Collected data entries
BEGIN
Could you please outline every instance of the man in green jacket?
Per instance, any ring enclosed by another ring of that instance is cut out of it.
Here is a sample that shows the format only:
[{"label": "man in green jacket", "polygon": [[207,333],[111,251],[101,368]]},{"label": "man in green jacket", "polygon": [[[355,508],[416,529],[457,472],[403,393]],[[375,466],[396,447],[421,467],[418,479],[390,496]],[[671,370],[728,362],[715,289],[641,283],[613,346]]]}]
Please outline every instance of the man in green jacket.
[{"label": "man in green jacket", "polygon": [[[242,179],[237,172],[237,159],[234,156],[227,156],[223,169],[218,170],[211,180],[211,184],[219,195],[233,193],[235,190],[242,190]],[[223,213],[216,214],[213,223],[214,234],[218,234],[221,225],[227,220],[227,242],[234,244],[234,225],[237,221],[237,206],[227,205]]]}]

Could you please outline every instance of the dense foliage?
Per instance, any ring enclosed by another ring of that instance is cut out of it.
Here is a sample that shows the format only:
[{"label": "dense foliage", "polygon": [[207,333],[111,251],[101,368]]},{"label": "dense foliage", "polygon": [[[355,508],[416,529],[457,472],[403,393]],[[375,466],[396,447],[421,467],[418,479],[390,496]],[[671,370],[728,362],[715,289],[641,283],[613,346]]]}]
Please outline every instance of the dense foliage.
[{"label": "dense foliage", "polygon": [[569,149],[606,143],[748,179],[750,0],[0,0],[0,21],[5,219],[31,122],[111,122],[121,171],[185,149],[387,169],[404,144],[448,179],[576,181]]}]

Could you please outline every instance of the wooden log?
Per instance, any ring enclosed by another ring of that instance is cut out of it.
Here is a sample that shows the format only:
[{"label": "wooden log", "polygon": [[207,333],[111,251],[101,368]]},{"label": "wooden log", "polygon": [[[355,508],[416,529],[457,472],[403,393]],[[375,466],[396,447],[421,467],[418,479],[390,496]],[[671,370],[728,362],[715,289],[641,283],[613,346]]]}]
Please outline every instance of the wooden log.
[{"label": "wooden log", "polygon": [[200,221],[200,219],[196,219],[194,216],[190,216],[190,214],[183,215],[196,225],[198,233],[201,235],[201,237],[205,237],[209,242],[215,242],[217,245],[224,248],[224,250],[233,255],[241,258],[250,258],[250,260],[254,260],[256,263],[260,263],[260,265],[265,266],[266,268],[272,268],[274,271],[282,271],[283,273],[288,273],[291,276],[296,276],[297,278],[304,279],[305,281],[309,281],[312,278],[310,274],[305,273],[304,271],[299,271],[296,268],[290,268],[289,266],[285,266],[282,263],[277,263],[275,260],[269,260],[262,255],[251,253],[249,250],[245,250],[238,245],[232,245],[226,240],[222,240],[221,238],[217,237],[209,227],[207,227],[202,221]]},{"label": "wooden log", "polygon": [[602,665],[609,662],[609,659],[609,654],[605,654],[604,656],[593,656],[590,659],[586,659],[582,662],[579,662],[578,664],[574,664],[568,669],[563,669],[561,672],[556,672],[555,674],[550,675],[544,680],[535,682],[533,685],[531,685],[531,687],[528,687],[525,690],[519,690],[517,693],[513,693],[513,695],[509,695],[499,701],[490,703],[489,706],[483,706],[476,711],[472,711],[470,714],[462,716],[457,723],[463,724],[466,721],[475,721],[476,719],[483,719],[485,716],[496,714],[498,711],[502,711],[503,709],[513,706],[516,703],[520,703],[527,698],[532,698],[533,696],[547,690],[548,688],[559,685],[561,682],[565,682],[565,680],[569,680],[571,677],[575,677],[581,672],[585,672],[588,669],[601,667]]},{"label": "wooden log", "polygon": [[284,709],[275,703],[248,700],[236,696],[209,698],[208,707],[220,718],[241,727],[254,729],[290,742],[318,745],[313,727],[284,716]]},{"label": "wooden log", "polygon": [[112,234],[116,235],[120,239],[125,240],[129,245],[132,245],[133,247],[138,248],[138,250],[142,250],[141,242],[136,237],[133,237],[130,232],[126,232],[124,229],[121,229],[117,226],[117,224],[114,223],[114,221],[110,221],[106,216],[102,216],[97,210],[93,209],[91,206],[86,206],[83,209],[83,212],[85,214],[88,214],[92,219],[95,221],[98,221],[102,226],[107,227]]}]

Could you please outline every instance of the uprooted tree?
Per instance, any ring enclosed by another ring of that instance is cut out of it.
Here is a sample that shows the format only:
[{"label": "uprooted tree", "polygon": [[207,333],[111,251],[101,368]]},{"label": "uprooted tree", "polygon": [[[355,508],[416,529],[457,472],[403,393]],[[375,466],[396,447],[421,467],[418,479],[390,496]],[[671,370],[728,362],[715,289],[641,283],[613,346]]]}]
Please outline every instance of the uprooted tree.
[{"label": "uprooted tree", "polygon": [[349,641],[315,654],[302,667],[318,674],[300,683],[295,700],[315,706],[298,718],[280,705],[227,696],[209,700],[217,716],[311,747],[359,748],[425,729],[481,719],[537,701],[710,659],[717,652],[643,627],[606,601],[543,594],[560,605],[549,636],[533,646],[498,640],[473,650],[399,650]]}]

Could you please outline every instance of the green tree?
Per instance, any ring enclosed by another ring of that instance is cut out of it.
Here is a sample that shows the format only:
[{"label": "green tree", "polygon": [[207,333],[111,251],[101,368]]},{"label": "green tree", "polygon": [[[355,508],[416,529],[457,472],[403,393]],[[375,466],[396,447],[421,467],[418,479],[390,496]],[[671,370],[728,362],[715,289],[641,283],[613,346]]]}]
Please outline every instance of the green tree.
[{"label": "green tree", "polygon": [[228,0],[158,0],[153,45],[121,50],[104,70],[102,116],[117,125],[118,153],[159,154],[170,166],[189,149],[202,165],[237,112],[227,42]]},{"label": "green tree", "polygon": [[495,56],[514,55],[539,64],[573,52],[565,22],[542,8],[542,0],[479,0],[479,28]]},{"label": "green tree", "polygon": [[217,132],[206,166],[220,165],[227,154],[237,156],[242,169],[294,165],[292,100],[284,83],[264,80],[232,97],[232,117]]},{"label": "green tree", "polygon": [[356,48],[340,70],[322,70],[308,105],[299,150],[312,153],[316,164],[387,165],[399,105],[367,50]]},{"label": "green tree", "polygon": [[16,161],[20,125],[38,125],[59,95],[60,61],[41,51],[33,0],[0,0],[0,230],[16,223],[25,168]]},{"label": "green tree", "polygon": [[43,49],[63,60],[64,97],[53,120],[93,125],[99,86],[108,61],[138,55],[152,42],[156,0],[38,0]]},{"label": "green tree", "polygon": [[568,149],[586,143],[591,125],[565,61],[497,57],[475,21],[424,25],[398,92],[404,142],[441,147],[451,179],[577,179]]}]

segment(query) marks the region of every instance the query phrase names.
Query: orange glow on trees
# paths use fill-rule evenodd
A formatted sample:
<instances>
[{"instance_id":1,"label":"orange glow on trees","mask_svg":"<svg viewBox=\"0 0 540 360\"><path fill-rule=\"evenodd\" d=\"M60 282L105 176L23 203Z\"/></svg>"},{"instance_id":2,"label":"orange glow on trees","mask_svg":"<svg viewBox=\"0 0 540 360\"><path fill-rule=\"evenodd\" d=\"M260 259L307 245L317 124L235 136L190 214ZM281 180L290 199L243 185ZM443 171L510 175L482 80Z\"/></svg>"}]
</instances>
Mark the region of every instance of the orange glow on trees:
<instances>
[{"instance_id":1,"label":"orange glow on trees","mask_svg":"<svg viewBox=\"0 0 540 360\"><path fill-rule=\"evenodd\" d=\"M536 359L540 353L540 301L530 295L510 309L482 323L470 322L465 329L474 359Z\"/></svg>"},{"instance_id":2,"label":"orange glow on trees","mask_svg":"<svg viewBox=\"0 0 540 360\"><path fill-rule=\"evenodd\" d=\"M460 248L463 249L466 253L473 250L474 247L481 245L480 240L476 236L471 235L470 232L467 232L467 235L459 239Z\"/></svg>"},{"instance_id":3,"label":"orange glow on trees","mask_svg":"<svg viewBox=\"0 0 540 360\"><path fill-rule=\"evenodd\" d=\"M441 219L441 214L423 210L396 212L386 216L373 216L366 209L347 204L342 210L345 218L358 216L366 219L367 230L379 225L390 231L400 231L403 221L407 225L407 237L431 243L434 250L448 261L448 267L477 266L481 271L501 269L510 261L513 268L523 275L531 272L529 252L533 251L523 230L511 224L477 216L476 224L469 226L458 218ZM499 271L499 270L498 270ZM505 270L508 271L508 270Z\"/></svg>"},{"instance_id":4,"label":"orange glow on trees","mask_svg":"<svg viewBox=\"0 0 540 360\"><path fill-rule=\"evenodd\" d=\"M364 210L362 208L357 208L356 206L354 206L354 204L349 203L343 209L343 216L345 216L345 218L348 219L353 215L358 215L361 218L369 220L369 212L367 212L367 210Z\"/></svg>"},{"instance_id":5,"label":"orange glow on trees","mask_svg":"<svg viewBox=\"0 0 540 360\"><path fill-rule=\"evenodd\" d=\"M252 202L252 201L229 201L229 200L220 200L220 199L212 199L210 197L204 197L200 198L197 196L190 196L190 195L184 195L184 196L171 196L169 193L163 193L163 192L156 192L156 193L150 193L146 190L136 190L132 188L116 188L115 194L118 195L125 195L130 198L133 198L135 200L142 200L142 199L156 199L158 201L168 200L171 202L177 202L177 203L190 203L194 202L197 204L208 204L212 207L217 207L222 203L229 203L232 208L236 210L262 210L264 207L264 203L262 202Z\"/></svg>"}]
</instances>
END
What you should do: Starting from the records above, copy each line where the string "Could" is found.

Answer section:
Could you please outline every instance of the man in green jacket?
Could you please outline every instance of the dense foliage?
Could you please outline every instance of the wooden log?
Could you please outline every instance of the uprooted tree?
Could you please outline every instance of the green tree?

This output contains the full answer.